[Collected data entries]
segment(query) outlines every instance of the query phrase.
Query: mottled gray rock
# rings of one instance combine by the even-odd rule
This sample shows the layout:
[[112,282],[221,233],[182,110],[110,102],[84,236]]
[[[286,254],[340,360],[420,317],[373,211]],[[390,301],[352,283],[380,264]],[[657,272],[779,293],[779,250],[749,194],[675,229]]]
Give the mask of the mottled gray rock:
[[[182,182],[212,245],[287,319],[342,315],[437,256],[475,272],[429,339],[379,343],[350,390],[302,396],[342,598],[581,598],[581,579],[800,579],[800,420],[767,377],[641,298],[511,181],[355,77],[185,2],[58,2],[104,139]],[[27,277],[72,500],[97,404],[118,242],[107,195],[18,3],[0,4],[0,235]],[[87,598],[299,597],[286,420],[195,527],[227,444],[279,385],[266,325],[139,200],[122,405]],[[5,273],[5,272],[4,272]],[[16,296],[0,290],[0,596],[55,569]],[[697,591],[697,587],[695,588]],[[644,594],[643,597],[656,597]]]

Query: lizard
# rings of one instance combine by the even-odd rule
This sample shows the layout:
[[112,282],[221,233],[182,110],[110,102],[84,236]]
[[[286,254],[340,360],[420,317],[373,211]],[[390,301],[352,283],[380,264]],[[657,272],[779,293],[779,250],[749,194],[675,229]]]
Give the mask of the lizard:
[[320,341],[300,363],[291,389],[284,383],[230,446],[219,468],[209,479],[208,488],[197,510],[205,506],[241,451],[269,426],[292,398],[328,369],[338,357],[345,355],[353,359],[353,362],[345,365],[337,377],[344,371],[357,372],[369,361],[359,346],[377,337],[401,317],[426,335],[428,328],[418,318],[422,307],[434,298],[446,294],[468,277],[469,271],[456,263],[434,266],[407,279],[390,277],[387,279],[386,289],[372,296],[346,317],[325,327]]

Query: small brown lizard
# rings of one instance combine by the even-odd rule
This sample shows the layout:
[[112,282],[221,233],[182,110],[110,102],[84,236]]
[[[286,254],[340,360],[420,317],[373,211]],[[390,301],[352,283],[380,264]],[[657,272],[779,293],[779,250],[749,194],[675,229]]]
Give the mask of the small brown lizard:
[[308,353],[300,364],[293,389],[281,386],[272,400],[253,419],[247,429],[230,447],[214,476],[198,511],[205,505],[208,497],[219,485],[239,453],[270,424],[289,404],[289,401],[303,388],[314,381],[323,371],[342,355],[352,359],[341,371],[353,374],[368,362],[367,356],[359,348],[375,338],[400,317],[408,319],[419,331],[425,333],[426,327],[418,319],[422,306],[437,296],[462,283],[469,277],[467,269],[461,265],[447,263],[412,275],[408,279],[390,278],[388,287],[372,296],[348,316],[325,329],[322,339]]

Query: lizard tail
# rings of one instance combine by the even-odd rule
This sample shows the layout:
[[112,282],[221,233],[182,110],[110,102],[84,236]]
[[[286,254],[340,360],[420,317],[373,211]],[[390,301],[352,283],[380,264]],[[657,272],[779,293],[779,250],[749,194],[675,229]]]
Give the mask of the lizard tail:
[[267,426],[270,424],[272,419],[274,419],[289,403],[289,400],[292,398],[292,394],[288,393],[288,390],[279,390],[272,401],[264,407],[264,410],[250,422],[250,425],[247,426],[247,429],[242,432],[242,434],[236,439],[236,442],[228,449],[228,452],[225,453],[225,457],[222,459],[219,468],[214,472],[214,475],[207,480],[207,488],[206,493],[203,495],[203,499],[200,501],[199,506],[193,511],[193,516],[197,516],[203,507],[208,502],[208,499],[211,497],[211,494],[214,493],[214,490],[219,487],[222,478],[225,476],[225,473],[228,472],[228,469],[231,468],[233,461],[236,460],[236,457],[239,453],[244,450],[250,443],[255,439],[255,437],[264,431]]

The task:
Output all of the records above unchanged.

Solved problem:
segment(query) outlines every instance of the query phrase.
Query: mottled gray rock
# rings of one instance combine by the even-odd rule
This sample shows the layout:
[[112,282],[221,233],[182,110],[110,102],[84,236]]
[[[286,254],[340,360],[420,317],[373,211]],[[390,301],[352,283],[380,264]],[[657,272],[779,293],[779,250],[749,194],[675,229]]]
Give the mask of the mottled gray rock:
[[[182,182],[212,245],[287,319],[342,315],[437,256],[475,272],[429,339],[379,343],[350,390],[302,396],[342,598],[581,598],[581,579],[800,579],[800,420],[767,377],[641,298],[511,181],[355,77],[185,2],[58,2],[104,139]],[[27,277],[72,500],[97,404],[118,242],[107,195],[18,3],[0,4],[0,235]],[[87,598],[299,597],[286,420],[195,527],[227,444],[279,385],[266,325],[139,200],[122,405]],[[5,273],[5,272],[4,272]],[[16,296],[0,290],[0,596],[55,569]],[[697,591],[697,587],[695,588]],[[644,594],[643,597],[656,597]]]

Query: lizard
# rings of one instance combine by the even-odd rule
This sample shows the layout:
[[112,282],[221,233],[182,110],[110,102],[84,236]]
[[[286,254],[340,360],[420,317],[373,211]],[[390,301],[352,283],[380,264]],[[657,272],[779,293],[779,250],[749,194],[675,229]]]
Give the mask of the lizard:
[[320,341],[300,363],[291,389],[284,383],[230,446],[219,468],[209,479],[208,488],[197,510],[205,506],[241,451],[269,426],[292,398],[328,369],[338,357],[345,355],[353,359],[353,362],[345,365],[337,377],[344,371],[357,372],[369,361],[359,346],[377,337],[401,317],[426,335],[428,328],[418,318],[422,307],[434,298],[446,294],[468,277],[469,271],[456,263],[434,266],[407,279],[390,277],[387,279],[386,289],[372,296],[346,317],[325,327]]

Query: small brown lizard
# rings of one instance combine by the even-odd rule
This sample shows the layout:
[[112,282],[221,233],[182,110],[110,102],[84,236]]
[[[286,254],[340,360],[420,317],[373,211]],[[390,301],[352,283],[380,264]],[[657,272],[779,293],[779,250],[749,194],[675,229]]]
Give the mask of the small brown lizard:
[[308,353],[300,364],[293,389],[281,386],[272,400],[253,419],[247,429],[230,447],[214,476],[198,511],[205,505],[208,497],[219,485],[239,453],[270,424],[289,404],[289,401],[303,388],[314,381],[323,371],[342,355],[352,359],[341,371],[353,374],[368,362],[367,356],[359,348],[375,338],[400,317],[408,319],[419,331],[425,333],[426,327],[418,319],[422,306],[437,296],[462,283],[469,277],[467,269],[461,265],[447,263],[412,275],[408,279],[390,278],[388,287],[372,296],[348,316],[325,329],[322,339]]

Query: lizard tail
# rings of one instance combine by the even-odd rule
This sample shows the layout:
[[112,282],[221,233],[182,110],[110,102],[84,236]]
[[[286,254],[340,360],[420,317],[373,211]],[[390,301],[352,283],[380,264]],[[657,272],[779,293],[779,250],[749,194],[675,229]]]
Give the mask of the lizard tail:
[[267,426],[270,424],[272,419],[274,419],[289,403],[289,400],[292,398],[292,394],[288,393],[288,390],[279,390],[272,401],[264,407],[264,410],[250,422],[250,425],[247,426],[247,429],[242,432],[242,434],[236,439],[236,442],[228,449],[228,452],[225,453],[225,457],[222,459],[219,468],[214,472],[214,475],[207,480],[207,488],[206,493],[203,495],[203,499],[200,501],[199,506],[193,511],[193,516],[197,516],[203,507],[208,502],[208,499],[211,497],[211,494],[214,493],[214,490],[219,487],[222,478],[225,476],[225,473],[228,472],[228,469],[231,468],[233,461],[236,460],[236,457],[239,453],[244,450],[250,443],[255,439],[255,437],[264,431]]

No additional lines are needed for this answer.